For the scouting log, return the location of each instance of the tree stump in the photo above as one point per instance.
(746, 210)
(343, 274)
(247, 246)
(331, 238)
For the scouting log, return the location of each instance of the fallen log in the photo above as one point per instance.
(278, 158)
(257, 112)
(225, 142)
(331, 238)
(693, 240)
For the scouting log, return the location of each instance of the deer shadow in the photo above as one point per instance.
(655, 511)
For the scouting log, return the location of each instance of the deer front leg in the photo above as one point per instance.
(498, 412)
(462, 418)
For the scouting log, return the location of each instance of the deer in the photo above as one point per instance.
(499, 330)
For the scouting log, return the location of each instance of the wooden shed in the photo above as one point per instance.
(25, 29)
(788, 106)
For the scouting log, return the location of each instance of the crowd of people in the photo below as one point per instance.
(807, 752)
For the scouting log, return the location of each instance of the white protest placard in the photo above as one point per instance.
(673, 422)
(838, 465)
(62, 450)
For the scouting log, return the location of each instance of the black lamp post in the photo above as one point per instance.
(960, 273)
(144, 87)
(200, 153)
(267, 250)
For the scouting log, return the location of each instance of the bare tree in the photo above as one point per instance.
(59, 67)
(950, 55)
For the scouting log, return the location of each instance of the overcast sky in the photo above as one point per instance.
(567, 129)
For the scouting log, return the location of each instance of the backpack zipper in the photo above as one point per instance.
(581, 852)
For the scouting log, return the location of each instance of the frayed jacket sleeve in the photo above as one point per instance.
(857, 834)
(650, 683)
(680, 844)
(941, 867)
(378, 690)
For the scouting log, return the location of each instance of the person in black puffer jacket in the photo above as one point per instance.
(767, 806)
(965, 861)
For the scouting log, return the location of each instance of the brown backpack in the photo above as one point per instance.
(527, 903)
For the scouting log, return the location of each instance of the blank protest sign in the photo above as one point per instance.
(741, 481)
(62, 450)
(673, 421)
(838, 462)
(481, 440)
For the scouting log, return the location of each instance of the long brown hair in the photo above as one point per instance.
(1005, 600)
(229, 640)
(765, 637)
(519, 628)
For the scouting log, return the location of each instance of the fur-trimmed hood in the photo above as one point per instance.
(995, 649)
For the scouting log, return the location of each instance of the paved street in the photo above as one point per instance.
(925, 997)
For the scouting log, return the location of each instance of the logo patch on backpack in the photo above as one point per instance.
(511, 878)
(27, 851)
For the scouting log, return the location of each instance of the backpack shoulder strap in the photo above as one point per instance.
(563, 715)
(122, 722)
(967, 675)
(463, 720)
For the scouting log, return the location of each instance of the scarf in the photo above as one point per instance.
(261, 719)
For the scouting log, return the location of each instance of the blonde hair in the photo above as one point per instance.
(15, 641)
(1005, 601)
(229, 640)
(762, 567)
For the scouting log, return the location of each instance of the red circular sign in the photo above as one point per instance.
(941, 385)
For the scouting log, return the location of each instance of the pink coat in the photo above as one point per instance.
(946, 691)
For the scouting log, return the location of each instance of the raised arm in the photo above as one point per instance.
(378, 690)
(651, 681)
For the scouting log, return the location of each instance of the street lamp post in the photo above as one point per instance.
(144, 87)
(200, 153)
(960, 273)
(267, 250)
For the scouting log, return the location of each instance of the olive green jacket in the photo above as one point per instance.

Do this
Update the entries above so that every "scouting log" becomes "field survey", with everything else left as it is.

Full output
For the field survey, return the location of each instance of the tree stump in the photo above as one point per instance.
(746, 210)
(343, 274)
(247, 246)
(331, 238)
For the field survey, return the location of each instance of the fallen log in the photo above as one point per instance.
(278, 158)
(257, 112)
(225, 142)
(331, 238)
(693, 240)
For the field survey, return the location of each instance of the deer shadow in the photo above as one point per instance.
(655, 511)
For the field survey, return the location of each instance of the deer front leg in the photo above as one point per instance.
(498, 412)
(462, 418)
For the field survey, return the location of each instance of the deer in the photo above as one point per instance.
(499, 330)
For the field survey, return the location of each instance of the wooden shed in the photo above as one point per instance.
(25, 29)
(788, 106)
For the field survey, return the location of each instance of the crowd of people in the photo below as one point per instance.
(807, 752)
For the field survey, return the location of each instance of the white protest placard in the photo above as one point per instance.
(673, 422)
(838, 465)
(62, 450)
For the field survey, return the location of each instance of the black lamp post in the photo above as one point per instance.
(960, 273)
(144, 87)
(200, 153)
(267, 250)
For the field survey, return the location of each instance of the bare tree in the photo above as one point per instance.
(59, 67)
(950, 55)
For the field survey, return the location of each instance of the overcast sky in the photo above as one point per instance.
(567, 129)
For the field survey, return the location of each instance of the backpack zipper in the photo above as one point per instance.
(581, 852)
For the field survey, return the location of each instance of the frayed jacket sleeve in the photo above as one point per instance.
(857, 834)
(650, 683)
(680, 844)
(941, 867)
(378, 690)
For the field survey, return the location of each instance of the person in black puffer jacket in the photo above as one point per instance.
(767, 806)
(965, 861)
For the field survey, return the location of each instance of the brown backpack in the photo above as one point per instance.
(527, 903)
For the field survey, return the location of each instance of the blank protest sign in the photo above as one point per instance.
(741, 481)
(62, 450)
(673, 421)
(838, 462)
(481, 440)
For the field survey, return the location of each instance of the long brown hair in the photo above as one point per instance.
(1005, 600)
(229, 640)
(765, 637)
(519, 628)
For the field survey, return the location of each instance of the fur-trimmed hood in the photo above as one point per instance.
(995, 649)
For the field survey, return the location of each instance of the paved street in the photo above as one point per instance.
(925, 997)
For the field survey, return the location of each instance of the logo patch on backpack in the photo above as one point per instance.
(511, 878)
(27, 851)
For the field survey, return the location of each instance of the backpack shoulder strap in the photo above as one point per instance.
(563, 715)
(122, 722)
(967, 675)
(463, 720)
For the field survey, return the location of each instance of the scarf in the photo above as one point per instance.
(261, 719)
For the field survey, return the location of each instance of the blonde hair in the photo above as one point per instance.
(15, 641)
(1005, 601)
(229, 640)
(762, 567)
For the field survey, return the location of each instance of the red circular sign in the photo above as one point per instance.
(941, 385)
For the field survey, return the location of each instance of the pink coat in the photo above as one point per instance.
(946, 691)
For the field survey, return the location of each instance of the raised arm in the photo above as one point per instance.
(378, 690)
(651, 681)
For the field survey, return the location of each instance of the street lamp post in the photo above as one point per instance.
(144, 87)
(200, 153)
(960, 273)
(267, 250)
For the field survey, return the location of each instance of the olive green jacket in the photo above as one point per instance.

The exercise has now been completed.